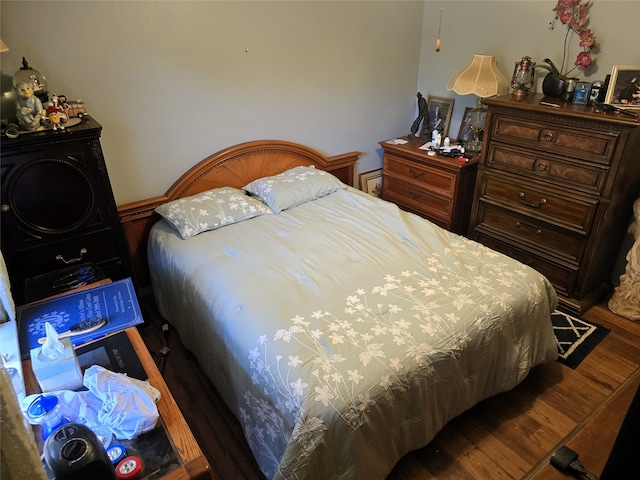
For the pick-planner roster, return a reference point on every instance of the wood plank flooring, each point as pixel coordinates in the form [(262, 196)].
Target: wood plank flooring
[(510, 436)]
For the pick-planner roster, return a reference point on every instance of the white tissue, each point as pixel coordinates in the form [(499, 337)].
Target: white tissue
[(52, 348)]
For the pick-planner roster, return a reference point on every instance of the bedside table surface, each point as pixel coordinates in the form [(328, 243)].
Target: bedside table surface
[(195, 465)]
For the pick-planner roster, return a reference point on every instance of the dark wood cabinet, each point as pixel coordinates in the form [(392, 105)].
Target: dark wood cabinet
[(437, 188), (555, 190), (57, 206)]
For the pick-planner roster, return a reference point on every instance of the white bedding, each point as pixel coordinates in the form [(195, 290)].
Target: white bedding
[(344, 333)]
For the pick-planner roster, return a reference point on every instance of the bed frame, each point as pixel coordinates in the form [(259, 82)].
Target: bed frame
[(234, 167)]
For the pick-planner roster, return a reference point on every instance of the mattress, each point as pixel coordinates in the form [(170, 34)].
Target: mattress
[(344, 333)]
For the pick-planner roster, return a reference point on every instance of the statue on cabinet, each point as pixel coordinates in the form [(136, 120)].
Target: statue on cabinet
[(29, 108), (420, 127), (626, 296)]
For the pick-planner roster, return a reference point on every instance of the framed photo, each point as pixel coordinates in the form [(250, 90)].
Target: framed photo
[(440, 110), (371, 182), (624, 86), (465, 134)]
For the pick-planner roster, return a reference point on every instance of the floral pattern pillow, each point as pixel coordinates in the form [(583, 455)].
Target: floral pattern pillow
[(294, 187), (210, 210)]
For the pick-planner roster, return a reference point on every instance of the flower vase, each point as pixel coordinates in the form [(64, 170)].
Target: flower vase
[(554, 85)]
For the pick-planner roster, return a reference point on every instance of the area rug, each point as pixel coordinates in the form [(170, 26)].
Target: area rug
[(576, 337)]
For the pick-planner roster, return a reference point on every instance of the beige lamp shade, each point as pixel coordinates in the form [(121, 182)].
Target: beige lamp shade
[(480, 77)]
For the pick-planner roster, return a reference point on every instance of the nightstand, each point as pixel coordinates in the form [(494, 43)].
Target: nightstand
[(57, 207), (437, 188), (171, 440)]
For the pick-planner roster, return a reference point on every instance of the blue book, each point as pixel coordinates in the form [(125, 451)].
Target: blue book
[(82, 316)]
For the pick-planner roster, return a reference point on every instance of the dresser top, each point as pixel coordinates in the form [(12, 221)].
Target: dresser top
[(532, 102)]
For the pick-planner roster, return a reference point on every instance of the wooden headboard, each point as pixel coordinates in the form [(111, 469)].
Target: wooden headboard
[(234, 167)]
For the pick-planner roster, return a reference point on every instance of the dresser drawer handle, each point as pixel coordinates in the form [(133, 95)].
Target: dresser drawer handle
[(532, 205), (527, 224), (83, 251)]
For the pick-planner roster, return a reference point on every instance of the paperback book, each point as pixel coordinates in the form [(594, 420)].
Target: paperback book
[(82, 316)]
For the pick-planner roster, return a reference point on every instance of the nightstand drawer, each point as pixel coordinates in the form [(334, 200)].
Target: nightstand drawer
[(417, 198), (547, 168), (441, 182), (580, 143), (100, 250), (531, 232), (574, 213)]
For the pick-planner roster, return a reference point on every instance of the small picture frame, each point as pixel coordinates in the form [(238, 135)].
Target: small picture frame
[(465, 134), (371, 182), (582, 93), (624, 87), (440, 110)]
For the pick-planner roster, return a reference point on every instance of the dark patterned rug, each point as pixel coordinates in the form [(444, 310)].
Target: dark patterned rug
[(576, 337)]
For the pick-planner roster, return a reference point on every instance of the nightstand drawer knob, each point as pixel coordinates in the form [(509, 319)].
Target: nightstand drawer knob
[(416, 196), (532, 205), (530, 225), (83, 252)]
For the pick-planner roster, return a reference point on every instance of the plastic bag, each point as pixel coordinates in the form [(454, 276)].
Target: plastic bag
[(126, 408), (124, 405)]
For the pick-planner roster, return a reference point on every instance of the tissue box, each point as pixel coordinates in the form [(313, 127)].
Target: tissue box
[(63, 373)]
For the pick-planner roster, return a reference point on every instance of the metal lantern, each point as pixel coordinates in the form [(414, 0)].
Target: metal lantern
[(522, 79)]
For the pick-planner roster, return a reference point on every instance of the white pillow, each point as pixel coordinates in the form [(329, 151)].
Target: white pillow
[(294, 187), (210, 210)]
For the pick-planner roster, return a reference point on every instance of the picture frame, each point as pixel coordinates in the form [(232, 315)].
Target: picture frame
[(624, 87), (440, 110), (371, 182), (465, 134)]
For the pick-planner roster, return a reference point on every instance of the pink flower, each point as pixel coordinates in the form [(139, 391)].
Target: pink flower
[(586, 39), (574, 14)]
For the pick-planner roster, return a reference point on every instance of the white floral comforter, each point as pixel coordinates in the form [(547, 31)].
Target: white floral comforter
[(345, 333)]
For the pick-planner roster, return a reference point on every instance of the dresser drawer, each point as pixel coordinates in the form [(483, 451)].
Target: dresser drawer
[(588, 179), (97, 250), (417, 198), (436, 180), (531, 232), (574, 213), (562, 277), (594, 144)]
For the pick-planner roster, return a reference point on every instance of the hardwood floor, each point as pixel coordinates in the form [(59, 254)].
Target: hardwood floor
[(510, 436)]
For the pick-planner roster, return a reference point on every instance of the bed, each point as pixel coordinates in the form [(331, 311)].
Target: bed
[(341, 331)]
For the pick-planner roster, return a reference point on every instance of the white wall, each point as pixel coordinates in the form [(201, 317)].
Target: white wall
[(172, 82), (515, 28)]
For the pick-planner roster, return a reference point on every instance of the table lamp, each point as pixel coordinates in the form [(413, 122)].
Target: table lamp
[(480, 77)]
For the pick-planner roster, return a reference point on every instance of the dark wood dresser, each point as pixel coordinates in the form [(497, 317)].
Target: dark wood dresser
[(555, 190), (437, 188), (57, 207)]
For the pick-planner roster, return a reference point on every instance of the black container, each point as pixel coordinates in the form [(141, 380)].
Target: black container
[(73, 452)]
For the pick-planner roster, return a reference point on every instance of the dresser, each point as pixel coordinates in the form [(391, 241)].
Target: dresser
[(437, 188), (555, 190), (57, 206)]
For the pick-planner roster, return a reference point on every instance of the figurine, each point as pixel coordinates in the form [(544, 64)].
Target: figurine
[(28, 108), (56, 111), (55, 120)]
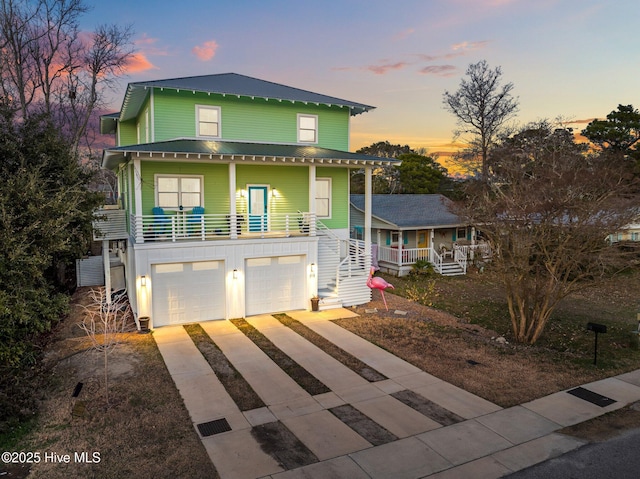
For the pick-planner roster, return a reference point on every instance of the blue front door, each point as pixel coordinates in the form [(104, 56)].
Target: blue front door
[(258, 208)]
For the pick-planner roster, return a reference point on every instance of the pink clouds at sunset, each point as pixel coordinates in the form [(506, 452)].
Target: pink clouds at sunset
[(398, 57), (205, 51), (137, 63)]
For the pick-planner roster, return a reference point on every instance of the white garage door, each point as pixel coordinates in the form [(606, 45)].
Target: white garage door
[(275, 284), (188, 292)]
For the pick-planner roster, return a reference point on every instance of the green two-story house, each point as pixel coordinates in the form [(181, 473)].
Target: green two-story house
[(234, 199)]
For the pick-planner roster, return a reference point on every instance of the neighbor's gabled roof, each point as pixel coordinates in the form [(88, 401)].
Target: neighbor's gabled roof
[(231, 84), (250, 153), (411, 211)]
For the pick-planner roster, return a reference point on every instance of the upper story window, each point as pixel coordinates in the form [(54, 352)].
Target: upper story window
[(208, 121), (307, 128), (174, 191), (323, 197)]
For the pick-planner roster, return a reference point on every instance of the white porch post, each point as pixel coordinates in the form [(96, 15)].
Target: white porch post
[(432, 236), (137, 198), (312, 200), (233, 233), (107, 270), (473, 242), (367, 210)]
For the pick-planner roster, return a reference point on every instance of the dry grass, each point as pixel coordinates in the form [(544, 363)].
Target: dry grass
[(449, 349), (240, 391), (331, 349), (145, 432), (305, 380)]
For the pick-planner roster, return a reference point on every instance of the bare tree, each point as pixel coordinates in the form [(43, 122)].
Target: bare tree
[(46, 63), (105, 323), (482, 107), (548, 212)]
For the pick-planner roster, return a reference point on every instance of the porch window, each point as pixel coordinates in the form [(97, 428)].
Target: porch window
[(323, 197), (307, 129), (208, 121), (172, 192)]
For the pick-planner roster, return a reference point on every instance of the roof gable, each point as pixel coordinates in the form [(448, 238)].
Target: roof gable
[(231, 84), (411, 211)]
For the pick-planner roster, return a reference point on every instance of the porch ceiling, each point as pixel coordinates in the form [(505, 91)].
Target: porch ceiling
[(227, 151)]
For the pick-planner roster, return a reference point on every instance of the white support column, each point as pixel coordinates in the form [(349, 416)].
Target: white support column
[(137, 200), (137, 182), (312, 200), (432, 237), (233, 221), (367, 209), (107, 270)]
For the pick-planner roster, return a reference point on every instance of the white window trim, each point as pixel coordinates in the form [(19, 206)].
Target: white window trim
[(208, 107), (177, 208), (329, 180), (315, 117)]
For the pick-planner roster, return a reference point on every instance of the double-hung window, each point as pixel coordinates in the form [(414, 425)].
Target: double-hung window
[(208, 121), (323, 197), (175, 191), (307, 128)]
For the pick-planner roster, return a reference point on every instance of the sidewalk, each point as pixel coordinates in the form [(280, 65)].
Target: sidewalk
[(487, 442)]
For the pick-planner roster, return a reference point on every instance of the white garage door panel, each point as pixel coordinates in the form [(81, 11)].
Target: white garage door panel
[(188, 292), (275, 284)]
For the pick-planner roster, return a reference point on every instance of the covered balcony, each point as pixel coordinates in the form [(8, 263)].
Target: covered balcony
[(178, 226)]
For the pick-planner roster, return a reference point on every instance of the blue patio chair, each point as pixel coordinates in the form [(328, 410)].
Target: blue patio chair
[(195, 218), (161, 222)]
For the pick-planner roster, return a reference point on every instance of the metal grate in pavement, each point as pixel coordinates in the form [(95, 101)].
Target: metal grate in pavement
[(213, 427), (590, 396)]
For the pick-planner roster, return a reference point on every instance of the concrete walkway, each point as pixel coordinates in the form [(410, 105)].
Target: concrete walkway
[(490, 442)]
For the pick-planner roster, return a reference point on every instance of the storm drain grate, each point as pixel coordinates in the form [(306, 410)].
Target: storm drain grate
[(590, 396), (213, 427)]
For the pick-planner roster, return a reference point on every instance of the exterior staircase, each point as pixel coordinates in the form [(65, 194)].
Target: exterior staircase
[(342, 272)]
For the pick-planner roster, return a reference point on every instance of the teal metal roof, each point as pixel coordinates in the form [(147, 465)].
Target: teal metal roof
[(226, 151), (231, 84)]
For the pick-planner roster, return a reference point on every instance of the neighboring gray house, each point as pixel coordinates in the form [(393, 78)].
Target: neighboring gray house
[(406, 228)]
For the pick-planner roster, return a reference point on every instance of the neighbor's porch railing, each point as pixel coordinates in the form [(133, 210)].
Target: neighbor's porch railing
[(206, 227), (409, 255)]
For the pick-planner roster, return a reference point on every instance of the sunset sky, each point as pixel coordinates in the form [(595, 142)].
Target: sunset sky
[(577, 59)]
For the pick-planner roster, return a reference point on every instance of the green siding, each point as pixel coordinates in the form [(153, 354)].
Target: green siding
[(291, 184), (128, 133), (216, 183), (244, 119), (339, 196)]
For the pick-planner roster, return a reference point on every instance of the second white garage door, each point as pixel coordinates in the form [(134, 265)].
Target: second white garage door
[(275, 284), (188, 292)]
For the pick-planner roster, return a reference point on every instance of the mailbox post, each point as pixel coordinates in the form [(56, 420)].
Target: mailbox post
[(596, 328)]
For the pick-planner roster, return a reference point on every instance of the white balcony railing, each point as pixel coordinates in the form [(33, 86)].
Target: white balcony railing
[(206, 227), (110, 224)]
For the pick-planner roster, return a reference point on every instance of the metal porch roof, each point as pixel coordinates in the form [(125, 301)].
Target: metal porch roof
[(226, 151)]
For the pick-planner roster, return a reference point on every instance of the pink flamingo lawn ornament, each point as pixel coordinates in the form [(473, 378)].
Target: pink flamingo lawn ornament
[(380, 284)]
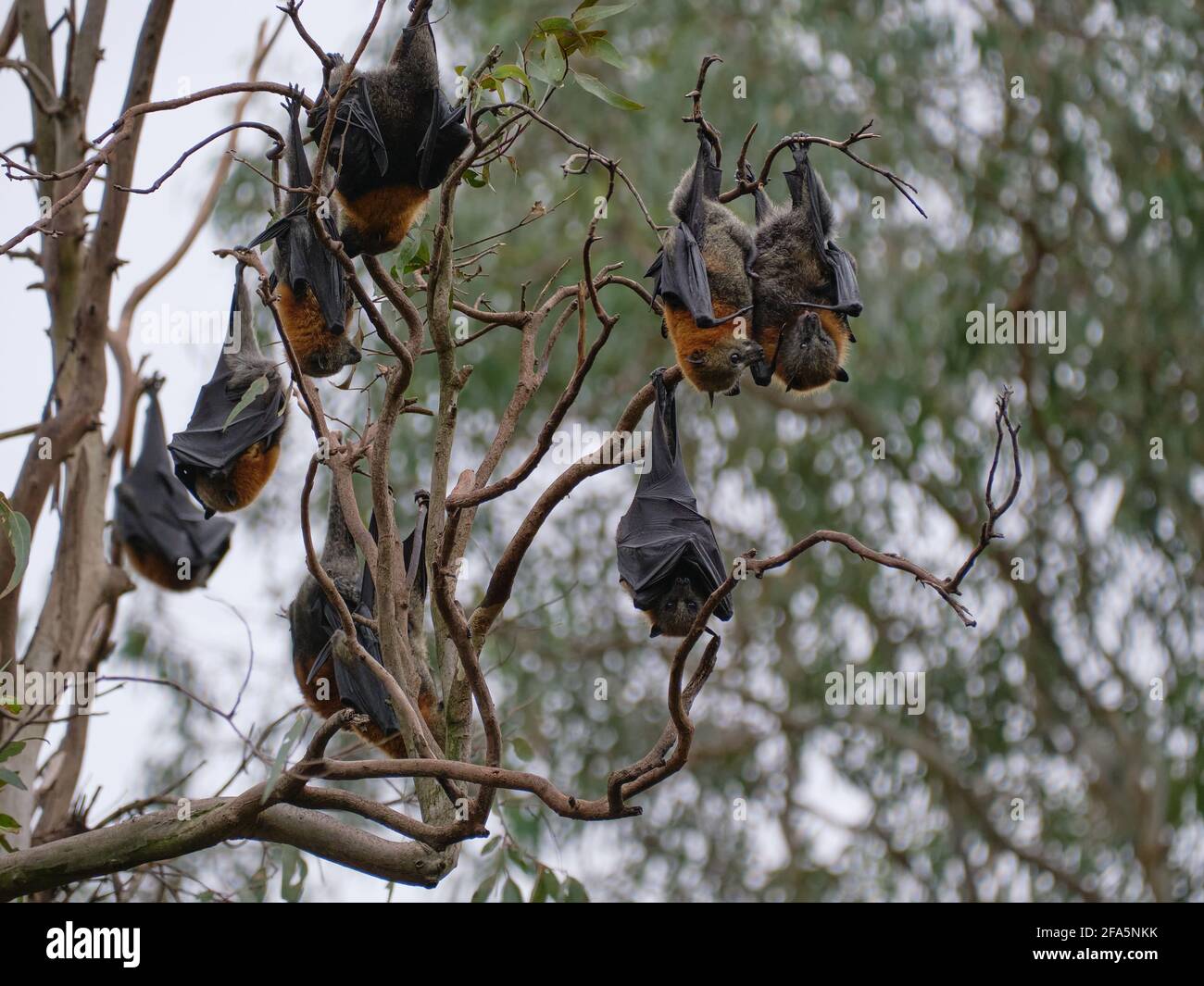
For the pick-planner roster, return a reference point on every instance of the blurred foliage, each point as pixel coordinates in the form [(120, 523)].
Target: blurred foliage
[(1042, 203)]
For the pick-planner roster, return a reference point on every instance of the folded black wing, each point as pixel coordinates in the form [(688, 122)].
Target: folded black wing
[(679, 268), (806, 194), (357, 685), (662, 535), (209, 443), (155, 511), (445, 137), (357, 131)]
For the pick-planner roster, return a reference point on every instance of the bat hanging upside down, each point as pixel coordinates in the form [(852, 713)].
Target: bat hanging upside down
[(313, 300), (669, 557), (328, 676), (227, 454), (703, 277), (163, 533), (806, 287), (395, 137)]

## Exercise directions:
Lay out the data above, from the line containing "form [(81, 11)]." through the line containing "[(178, 226)]", as a Markdown table. Use a Row column for the line's number and a Line Text column for the line itself, and leave out any blank lines.

## Exercise output:
| Row | Line Text |
|---|---|
| 1 | For the pick-planner roster, return a reference point on every instance of the white garage door panel, each point as pixel coordinates in the form [(81, 11)]. |
| 2 | Target: white garage door panel |
| 3 | [(188, 292), (275, 284)] |
| 4 | For the pick-planner roster, return a reference point on every instance of the covered balcony, each point as pixel coordinates in the form [(8, 263)]. |
| 5 | Target: covered balcony |
| 6 | [(178, 226)] |